What you will do =
Express the data below as a JSON list of strings with one string per line, leaving out any blank lines.

Dataset rows
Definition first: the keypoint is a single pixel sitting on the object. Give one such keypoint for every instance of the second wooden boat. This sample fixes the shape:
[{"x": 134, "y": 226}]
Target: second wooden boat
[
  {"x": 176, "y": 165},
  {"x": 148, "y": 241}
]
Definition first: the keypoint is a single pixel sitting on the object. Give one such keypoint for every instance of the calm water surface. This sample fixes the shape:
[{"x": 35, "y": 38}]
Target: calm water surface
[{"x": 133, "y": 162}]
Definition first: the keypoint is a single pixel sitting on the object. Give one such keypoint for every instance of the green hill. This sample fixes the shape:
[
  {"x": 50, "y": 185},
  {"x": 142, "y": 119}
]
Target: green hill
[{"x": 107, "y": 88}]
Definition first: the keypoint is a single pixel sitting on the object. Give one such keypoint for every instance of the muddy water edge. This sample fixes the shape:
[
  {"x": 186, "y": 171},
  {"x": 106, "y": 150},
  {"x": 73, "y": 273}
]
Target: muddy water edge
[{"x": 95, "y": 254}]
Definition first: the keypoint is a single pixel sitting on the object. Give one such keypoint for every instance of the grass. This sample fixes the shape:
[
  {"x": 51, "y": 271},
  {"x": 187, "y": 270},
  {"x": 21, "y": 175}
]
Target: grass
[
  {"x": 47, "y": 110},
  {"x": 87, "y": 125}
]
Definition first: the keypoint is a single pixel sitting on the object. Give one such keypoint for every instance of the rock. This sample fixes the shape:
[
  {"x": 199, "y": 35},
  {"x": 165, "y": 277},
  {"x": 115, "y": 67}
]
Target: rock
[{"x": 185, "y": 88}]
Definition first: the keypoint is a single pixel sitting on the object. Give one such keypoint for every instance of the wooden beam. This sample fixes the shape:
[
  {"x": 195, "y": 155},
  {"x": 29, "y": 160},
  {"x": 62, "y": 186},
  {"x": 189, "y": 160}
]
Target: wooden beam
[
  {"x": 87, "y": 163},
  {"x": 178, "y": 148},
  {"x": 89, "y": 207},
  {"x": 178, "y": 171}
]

Worked answer =
[
  "Definition first: the keypoint is a single pixel sitting on the object. Give one such keypoint for every instance of the second wooden boat. This sample fixes the shape:",
  "[{\"x\": 134, \"y\": 226}]",
  "Target: second wooden boat",
  "[",
  "  {\"x\": 176, \"y\": 165},",
  "  {\"x\": 148, \"y\": 241}",
  "]",
  "Definition first: the keypoint is a single pixel sitting on the object. Give one such keypoint for every instance of the calm water surface. This sample fixes the shape:",
  "[{\"x\": 35, \"y\": 38}]",
  "Target: calm water surface",
  "[{\"x\": 133, \"y\": 162}]",
  "Definition first: the keypoint is a single pixel sitting on the object. Give one such keypoint for every instance of the green hill. This sample fixes the shape:",
  "[",
  "  {\"x\": 50, \"y\": 185},",
  "  {\"x\": 142, \"y\": 119}",
  "]",
  "Target: green hill",
  "[{\"x\": 107, \"y\": 88}]",
  "Definition first: the keypoint is a single pixel sitting on the object. Give one such keypoint for every instance of the muddy water edge. This sample fixes the shape:",
  "[",
  "  {\"x\": 186, \"y\": 171},",
  "  {\"x\": 106, \"y\": 150},",
  "  {\"x\": 73, \"y\": 273}",
  "]",
  "Target: muddy water edge",
  "[{\"x\": 95, \"y\": 254}]",
  "Definition first: the keypoint is a single pixel sitting on the object. Give one such keypoint for every instance of the grass. This sample fixes the shape:",
  "[",
  "  {\"x\": 51, \"y\": 271},",
  "  {\"x\": 187, \"y\": 270},",
  "  {\"x\": 21, \"y\": 175}",
  "]",
  "Target: grass",
  "[",
  "  {\"x\": 47, \"y\": 110},",
  "  {\"x\": 87, \"y\": 125}",
  "]",
  "Definition first: the keypoint is a single pixel sitting on the object. Give one such keypoint for every instance of the rock. This sample fixes the shape:",
  "[",
  "  {\"x\": 199, \"y\": 35},",
  "  {\"x\": 165, \"y\": 277},",
  "  {\"x\": 115, \"y\": 67}",
  "]",
  "Target: rock",
  "[{\"x\": 185, \"y\": 88}]",
  "Definition first: the keypoint is a single pixel sitting on the object. Give one such keypoint for every instance of the wooden beam. This sample fixes the shape:",
  "[",
  "  {\"x\": 195, \"y\": 155},",
  "  {\"x\": 29, \"y\": 160},",
  "  {\"x\": 62, \"y\": 186},",
  "  {\"x\": 189, \"y\": 160}",
  "]",
  "Target: wooden beam",
  "[",
  "  {\"x\": 87, \"y\": 163},",
  "  {\"x\": 178, \"y\": 148},",
  "  {\"x\": 89, \"y\": 207},",
  "  {\"x\": 178, \"y\": 171}",
  "]"
]